Gather every line from the listing below that contains the string "gray". Case counts.

▶ [Raw records]:
§
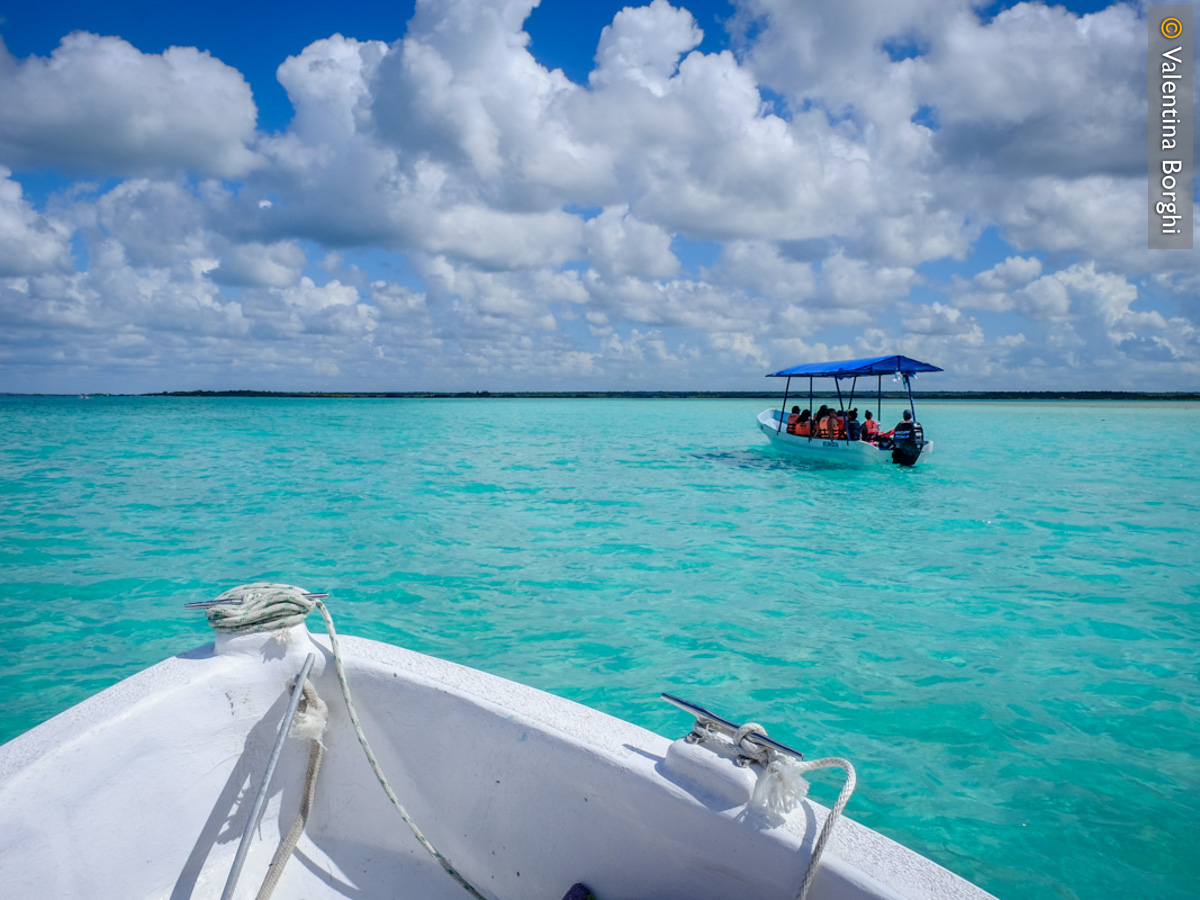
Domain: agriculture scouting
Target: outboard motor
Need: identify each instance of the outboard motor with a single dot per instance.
§
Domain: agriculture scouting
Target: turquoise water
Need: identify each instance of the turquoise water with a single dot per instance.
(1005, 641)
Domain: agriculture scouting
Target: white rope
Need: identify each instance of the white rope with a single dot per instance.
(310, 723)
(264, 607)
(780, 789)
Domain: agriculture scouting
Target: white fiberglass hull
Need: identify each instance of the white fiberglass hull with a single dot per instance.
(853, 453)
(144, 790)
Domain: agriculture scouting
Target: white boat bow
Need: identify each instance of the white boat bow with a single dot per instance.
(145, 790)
§
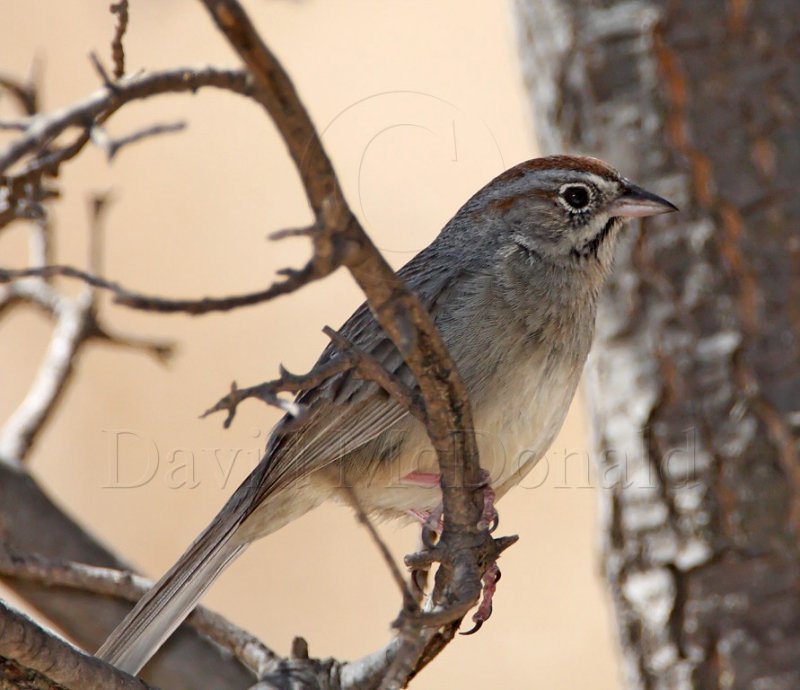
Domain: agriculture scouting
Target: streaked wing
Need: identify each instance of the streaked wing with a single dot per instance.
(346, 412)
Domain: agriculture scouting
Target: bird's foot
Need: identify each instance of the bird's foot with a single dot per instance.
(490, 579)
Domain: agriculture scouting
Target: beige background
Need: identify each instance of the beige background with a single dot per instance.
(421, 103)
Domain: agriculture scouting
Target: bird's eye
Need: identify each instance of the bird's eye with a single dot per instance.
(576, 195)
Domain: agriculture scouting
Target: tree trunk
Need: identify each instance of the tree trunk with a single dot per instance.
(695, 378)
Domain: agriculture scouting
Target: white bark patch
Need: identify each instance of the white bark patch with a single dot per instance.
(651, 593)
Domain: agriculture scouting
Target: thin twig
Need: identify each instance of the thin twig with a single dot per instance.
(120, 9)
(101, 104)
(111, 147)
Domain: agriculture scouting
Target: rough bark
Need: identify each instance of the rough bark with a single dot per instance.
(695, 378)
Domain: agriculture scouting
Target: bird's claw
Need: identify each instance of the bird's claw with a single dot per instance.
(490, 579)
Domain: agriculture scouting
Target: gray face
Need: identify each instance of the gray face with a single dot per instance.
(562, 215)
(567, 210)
§
▶ [Written response]:
Target: gray face
Need: identify each instance of the gray face with a single dot per instance.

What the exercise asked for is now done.